How to encrypt and decrypt data using Advanced Encryption Standard(AES) Java BlackBerry Pragramming

sample code provides information on how to encrypt and decrypt data using the most common symmetric key algorithm, Advanced Encryption Standard


package com.DataStore;

import java.io.ByteArrayInputStream;
import java.io.ByteArrayOutputStream;
import java.io.IOException;
import java.io.InputStream;
import java.io.OutputStream;
import javax.microedition.io.Connector;
import javax.microedition.io.file.FileConnection;
import javacard.security.CryptoException;
import net.rim.device.api.crypto.AESDecryptorEngine;
import net.rim.device.api.crypto.AESEncryptorEngine;
import net.rim.device.api.crypto.AESKey;
import net.rim.device.api.crypto.BlockDecryptor;
import net.rim.device.api.crypto.BlockEncryptor;
import net.rim.device.api.crypto.CryptoTokenException;
import net.rim.device.api.crypto.CryptoUnsupportedOperationException;
import net.rim.device.api.crypto.PKCS5FormatterEngine;
import net.rim.device.api.crypto.PKCS5UnformatterEngine;
import net.rim.device.api.crypto.RandomSource;
import net.rim.device.api.crypto.SHA1Digest;
import net.rim.device.api.system.EncodedImage;
import net.rim.device.api.util.Arrays;
import net.rim.device.api.util.DataBuffer;

public class CryptoRSA {

    private String keyMessage = "Data sent between a BlackBerry device and the BlackBerry Enterprise Server is encrypted using Triple DES (Date Encryption Standard) or AES (Advanced Encrption Standard). This is performed automatically and does not require application implementation to use it.There are cases where encrypting data can be required, such as secure communication with an external application using the BlackBerry Mobile Data Server. Communication between the BlackBerry and BlackBerry Mobile Data Server would be automatically encrypted but communication between the BlackBerry Mobile Data Server and an application server would not unless implemented in the BlackBerry application.";

    public byte[] encrypt(byte[] data ) throws CryptoException, IOException, CryptoTokenException, CryptoUnsupportedOperationException
    {
    AESKey key = new AESKey( keyMessage.getBytes() );
    // Now, we want to encrypt the data.
    // First, create the encryptor engine that we use for the actual
    AESEncryptorEngine engine = new AESEncryptorEngine( key );

    // Since we cannot guarantee that the data will be of an equal block
    // length we want to use a padding engine (PKCS5 in this case).

**What the task requires**.
List every class that the AES encryption code above imports from the java.io package.

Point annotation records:

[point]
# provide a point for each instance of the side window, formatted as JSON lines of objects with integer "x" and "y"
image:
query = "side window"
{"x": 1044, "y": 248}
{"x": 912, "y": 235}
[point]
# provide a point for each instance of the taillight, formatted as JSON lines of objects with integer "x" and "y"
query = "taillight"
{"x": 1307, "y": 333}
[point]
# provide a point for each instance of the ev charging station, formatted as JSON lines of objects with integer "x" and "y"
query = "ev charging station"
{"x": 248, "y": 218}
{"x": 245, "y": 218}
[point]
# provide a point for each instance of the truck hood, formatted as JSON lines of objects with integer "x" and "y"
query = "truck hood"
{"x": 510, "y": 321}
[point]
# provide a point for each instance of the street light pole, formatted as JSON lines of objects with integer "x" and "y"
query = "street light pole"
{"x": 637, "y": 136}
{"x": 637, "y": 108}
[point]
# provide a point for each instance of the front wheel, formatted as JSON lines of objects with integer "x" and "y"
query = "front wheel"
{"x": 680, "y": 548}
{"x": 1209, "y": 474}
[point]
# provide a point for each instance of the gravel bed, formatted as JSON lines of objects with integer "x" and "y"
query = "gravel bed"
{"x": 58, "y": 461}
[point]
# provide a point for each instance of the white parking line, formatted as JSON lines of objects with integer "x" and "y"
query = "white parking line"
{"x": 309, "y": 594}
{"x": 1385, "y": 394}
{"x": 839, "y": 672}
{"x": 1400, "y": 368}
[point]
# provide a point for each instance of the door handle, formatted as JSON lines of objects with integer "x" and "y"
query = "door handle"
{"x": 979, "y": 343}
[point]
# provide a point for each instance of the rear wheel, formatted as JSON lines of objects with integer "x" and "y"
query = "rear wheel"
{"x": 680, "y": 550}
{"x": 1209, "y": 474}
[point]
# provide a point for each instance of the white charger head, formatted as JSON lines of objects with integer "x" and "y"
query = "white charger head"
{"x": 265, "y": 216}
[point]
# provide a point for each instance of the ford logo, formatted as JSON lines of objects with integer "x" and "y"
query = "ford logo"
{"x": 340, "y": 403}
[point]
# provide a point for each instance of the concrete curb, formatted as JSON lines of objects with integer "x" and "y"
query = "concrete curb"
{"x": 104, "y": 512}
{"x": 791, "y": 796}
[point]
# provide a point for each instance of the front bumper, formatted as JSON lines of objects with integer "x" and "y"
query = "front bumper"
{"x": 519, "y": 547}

**Response below**.
ByteArrayInputStream, ByteArrayOutputStream, IOException, InputStream, OutputStream